**TASK INSTRUCTIONS**
Send back the entries below exactly as they appear.

**GIVEN INFORMATION**
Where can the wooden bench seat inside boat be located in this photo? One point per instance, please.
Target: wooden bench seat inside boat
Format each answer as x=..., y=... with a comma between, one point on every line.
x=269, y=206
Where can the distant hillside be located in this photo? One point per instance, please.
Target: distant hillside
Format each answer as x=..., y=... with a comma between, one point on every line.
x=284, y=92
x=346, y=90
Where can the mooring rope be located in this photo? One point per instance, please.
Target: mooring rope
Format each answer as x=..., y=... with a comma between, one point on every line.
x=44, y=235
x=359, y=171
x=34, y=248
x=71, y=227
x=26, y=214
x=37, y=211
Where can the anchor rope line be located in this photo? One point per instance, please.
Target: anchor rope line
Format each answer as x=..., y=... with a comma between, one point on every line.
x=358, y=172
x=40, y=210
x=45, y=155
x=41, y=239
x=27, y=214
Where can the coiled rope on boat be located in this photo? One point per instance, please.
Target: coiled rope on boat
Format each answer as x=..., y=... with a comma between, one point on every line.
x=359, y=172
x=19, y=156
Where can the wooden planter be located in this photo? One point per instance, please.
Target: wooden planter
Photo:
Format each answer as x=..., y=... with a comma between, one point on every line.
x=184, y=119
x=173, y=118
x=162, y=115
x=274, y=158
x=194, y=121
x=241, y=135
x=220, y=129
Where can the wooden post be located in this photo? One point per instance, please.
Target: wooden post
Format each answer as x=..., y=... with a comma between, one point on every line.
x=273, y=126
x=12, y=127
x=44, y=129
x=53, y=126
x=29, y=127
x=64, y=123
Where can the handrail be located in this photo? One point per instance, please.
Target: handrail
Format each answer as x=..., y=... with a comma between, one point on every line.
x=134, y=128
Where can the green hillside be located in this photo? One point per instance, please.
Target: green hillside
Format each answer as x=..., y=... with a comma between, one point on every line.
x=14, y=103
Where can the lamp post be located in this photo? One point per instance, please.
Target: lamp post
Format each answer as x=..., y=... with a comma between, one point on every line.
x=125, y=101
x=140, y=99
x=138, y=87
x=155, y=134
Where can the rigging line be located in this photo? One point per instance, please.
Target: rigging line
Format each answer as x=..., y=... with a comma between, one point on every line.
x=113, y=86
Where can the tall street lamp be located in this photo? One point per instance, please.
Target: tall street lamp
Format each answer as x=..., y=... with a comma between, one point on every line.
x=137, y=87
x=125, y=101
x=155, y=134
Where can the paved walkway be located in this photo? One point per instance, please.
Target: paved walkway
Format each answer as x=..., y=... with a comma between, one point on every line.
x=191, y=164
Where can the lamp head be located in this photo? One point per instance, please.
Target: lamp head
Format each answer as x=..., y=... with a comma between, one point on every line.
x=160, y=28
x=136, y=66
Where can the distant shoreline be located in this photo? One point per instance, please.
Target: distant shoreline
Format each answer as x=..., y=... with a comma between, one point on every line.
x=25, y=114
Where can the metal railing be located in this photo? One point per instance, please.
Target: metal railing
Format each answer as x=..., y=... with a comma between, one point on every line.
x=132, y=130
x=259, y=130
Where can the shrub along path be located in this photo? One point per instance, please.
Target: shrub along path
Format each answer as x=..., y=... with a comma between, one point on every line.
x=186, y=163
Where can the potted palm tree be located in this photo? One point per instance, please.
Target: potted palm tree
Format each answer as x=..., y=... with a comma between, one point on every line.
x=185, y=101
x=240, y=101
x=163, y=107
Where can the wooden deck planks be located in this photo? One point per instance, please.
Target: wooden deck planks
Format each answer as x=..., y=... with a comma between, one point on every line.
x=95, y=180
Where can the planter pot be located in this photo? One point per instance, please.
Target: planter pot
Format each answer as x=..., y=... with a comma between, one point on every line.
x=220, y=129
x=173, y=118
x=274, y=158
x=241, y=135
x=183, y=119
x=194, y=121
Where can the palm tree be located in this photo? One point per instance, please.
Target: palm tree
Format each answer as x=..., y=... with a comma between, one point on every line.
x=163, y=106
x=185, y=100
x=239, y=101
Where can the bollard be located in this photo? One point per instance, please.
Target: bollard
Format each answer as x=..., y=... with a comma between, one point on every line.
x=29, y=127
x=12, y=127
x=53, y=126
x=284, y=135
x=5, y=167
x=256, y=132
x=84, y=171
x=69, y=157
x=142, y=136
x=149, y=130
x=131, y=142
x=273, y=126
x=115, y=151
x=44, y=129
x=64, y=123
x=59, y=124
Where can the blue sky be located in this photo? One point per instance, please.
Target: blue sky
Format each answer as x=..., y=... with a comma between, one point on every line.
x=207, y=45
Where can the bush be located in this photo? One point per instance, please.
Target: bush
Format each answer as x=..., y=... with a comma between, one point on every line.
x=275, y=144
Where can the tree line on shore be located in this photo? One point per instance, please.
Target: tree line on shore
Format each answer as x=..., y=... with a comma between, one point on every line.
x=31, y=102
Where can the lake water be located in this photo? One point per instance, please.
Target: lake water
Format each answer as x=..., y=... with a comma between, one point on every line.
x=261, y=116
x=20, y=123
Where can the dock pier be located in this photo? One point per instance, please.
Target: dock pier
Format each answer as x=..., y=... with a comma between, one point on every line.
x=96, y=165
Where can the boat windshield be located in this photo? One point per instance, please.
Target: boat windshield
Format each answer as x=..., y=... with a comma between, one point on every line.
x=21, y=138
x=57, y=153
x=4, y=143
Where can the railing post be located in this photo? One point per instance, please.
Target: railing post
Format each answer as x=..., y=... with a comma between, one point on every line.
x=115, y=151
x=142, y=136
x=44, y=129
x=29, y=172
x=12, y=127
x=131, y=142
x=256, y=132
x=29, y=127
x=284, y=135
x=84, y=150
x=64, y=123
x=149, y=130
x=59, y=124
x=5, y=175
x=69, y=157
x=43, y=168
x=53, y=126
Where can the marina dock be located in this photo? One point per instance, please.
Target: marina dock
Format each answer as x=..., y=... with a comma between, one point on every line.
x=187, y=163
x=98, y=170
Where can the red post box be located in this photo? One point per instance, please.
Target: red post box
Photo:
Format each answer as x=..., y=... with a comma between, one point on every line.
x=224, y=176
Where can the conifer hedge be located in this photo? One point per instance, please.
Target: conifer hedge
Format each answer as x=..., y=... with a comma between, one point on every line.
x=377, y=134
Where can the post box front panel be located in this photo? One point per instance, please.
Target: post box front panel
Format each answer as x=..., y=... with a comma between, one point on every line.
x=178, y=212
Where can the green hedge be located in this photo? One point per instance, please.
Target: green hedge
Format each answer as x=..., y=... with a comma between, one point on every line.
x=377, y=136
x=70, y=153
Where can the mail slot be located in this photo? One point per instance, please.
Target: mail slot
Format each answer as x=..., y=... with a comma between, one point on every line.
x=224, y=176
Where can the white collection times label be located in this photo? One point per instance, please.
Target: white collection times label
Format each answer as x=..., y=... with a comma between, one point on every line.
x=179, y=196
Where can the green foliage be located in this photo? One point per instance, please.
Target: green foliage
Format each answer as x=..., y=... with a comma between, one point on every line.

**TASK ANSWER**
Where can the wooden bench seat inside boat be located in this photo? One point per instance, please.
Target: wooden bench seat inside boat
Format each answer as x=..., y=... with a comma between, one point on every line.
x=269, y=206
Where can the distant hillside be located in this photo? One point per instance, please.
Target: distant hillside
Format each answer as x=..., y=... with a comma between, one point on every line.
x=284, y=92
x=346, y=90
Where can the mooring rope be located in this photo? One point per instance, please.
Target: mooring rope
Format each answer as x=..., y=... with a comma between, one point on every line.
x=44, y=235
x=359, y=171
x=34, y=248
x=71, y=227
x=26, y=214
x=37, y=211
Where can the anchor rope line be located in this photo? One point per instance, please.
Target: anchor rope line
Format each answer as x=..., y=... with a comma between, one point on every line.
x=358, y=172
x=40, y=210
x=45, y=155
x=41, y=239
x=27, y=214
Where can the coiled rope on boat be located in this photo? One point per instance, please.
Target: coiled rope on boat
Format each answer as x=..., y=... with a comma between, one point on every line.
x=359, y=172
x=19, y=156
Where can the wooden planter be located in this photo? One point per instance, please.
Target: wooden planter
Photo:
Format each answer as x=..., y=... with a comma between, one point on every line.
x=184, y=119
x=173, y=118
x=162, y=115
x=274, y=158
x=194, y=121
x=241, y=135
x=220, y=129
Where can the wooden post be located in this photo? One point per instance, please.
Target: wooden post
Format each answer as x=..., y=... with a comma between, one point on every line.
x=273, y=126
x=12, y=127
x=44, y=129
x=53, y=126
x=29, y=127
x=64, y=123
Where can the handrail be located in this photo? One point per instance, please.
Target: handrail
Format each answer as x=..., y=... with a comma between, one point on every line.
x=134, y=128
Where can the green hillside be located in this photo? One point per instance, please.
Target: green hillside
Format each answer as x=..., y=... with a comma between, one point on every line.
x=14, y=103
Where can the lamp post be located in this photo? One point per instance, please.
Target: lamp post
Format each answer as x=..., y=... with a comma between, one point on every line.
x=125, y=101
x=140, y=99
x=138, y=87
x=155, y=134
Where can the rigging line be located in this photo? One point per instance, please.
Target: rigging line
Format each answer as x=..., y=... with a comma between, one point on every line.
x=113, y=86
Where can the tall street lamp be located in this photo? One point per instance, please.
Target: tall street lamp
Format each answer as x=..., y=... with a comma between, one point on every line.
x=137, y=87
x=125, y=101
x=155, y=134
Where can the paved walkway be located in this photo? One point per instance, please.
Target: paved walkway
Format each answer as x=..., y=... with a comma between, one point on every line.
x=191, y=164
Where can the lamp head be located in this photo? One point per instance, please.
Target: lamp head
Format each answer as x=..., y=... with a comma between, one point on every line.
x=160, y=28
x=136, y=66
Where can the distant shoreline be located in this photo? One point per instance, please.
Target: distant shoreline
Format each answer as x=..., y=... with a comma between, one point on every line.
x=25, y=114
Where can the metal railing be located in this photo? One point per instance, please.
Target: metal railing
Format each answer as x=..., y=... with a comma between, one point on every line.
x=132, y=130
x=259, y=130
Where can the shrub along path be located in this photo? One point per instance, please.
Target: shrub along path
Format each answer as x=..., y=... with a comma between, one point on every line.
x=186, y=163
Where can the potted palm tree be located in this photo? One point per instance, please.
Target: potted palm tree
Format each answer as x=..., y=... with a comma between, one point on every line.
x=185, y=101
x=240, y=101
x=163, y=107
Where can the wooden deck planks be located in this photo? One point per instance, please.
Target: wooden deck planks
Format each answer as x=..., y=... with a comma between, one point on every line.
x=95, y=180
Where can the planter pot be located in this photo? One point per instance, please.
Target: planter pot
Format each answer as x=..., y=... with a comma between, one point on every line.
x=220, y=129
x=173, y=118
x=274, y=158
x=241, y=135
x=183, y=119
x=194, y=121
Where can the palm tree be located in this photo? One point per instance, please.
Target: palm tree
Format each answer as x=..., y=... with a comma between, one point on every line.
x=163, y=106
x=185, y=100
x=239, y=101
Where can the bollard be located in this photo? One point per instance, please.
Target: bollard
Format each answer as x=..., y=... with a comma between, one point on every line.
x=29, y=127
x=12, y=127
x=53, y=126
x=284, y=135
x=5, y=167
x=256, y=132
x=84, y=171
x=69, y=157
x=142, y=136
x=149, y=130
x=131, y=142
x=273, y=126
x=115, y=151
x=44, y=129
x=64, y=123
x=59, y=124
Where can the blue sky be located in this photo? One point per instance, please.
Target: blue sky
Format each answer as x=..., y=... with a comma between, one point on every line.
x=207, y=45
Where can the bush be located in this photo? One point per instance, please.
Target: bush
Format each answer as x=..., y=... with a comma between, one point on every line.
x=275, y=144
Where can the tree line on shore be located in this photo? One point per instance, please.
Target: tree line on shore
Format each answer as x=..., y=... with a comma between, one point on every line.
x=31, y=102
Where can the lake water be located in this photo? One point per instance, please.
Target: lake water
Format each answer as x=..., y=... with a comma between, one point on every line.
x=261, y=116
x=20, y=123
Where can the dock pier be located in this photo? One point per instance, please.
Target: dock pier
Format each answer as x=..., y=... with a comma between, one point on every line.
x=96, y=165
Where can the boat windshield be located in this photo? One point per instance, please.
Target: boat windshield
Format each answer as x=..., y=... with a comma between, one point on every line.
x=21, y=138
x=57, y=153
x=4, y=143
Where can the railing post be located in this photo? One point per instance, please.
Target: railing post
Format each answer as x=..., y=... with a comma between, one point on every line.
x=115, y=151
x=142, y=136
x=44, y=129
x=29, y=172
x=12, y=127
x=131, y=142
x=256, y=132
x=29, y=127
x=284, y=135
x=84, y=150
x=64, y=123
x=149, y=130
x=59, y=124
x=5, y=175
x=69, y=157
x=43, y=168
x=53, y=126
Where can the marina dock be located in this photo? One point per instance, please.
Target: marina dock
Format each answer as x=..., y=... with a comma between, one point on every line.
x=187, y=163
x=98, y=170
Where can the red post box be located in this photo? One point per instance, please.
Target: red post box
Photo:
Format each answer as x=..., y=... with a comma between, one point on every line.
x=224, y=176
Where can the conifer hedge be located in this photo? One point per instance, please.
Target: conifer hedge
Format each answer as x=..., y=... with a comma between, one point on every line.
x=377, y=134
Where can the post box front panel be located in this photo? One point per instance, please.
Target: post box front panel
Format each answer as x=..., y=... with a comma between, one point on every line.
x=178, y=212
Where can the green hedge be located in this photo? One point per instance, please.
Target: green hedge
Format each answer as x=..., y=... with a comma between, one point on every line.
x=377, y=136
x=70, y=153
Where can the mail slot be located in this photo? One point per instance, please.
Target: mail slot
Format each answer as x=..., y=... with a comma between, one point on every line.
x=224, y=176
Where can the white collection times label be located in this photo? One point per instance, please.
Target: white collection times label
Format each answer as x=..., y=... with a comma between, one point on every line.
x=179, y=196
Where can the green foliage be located in this photo? One point per instance, please.
Target: green foliage
Format each answer as x=..., y=... with a comma between, one point on every line.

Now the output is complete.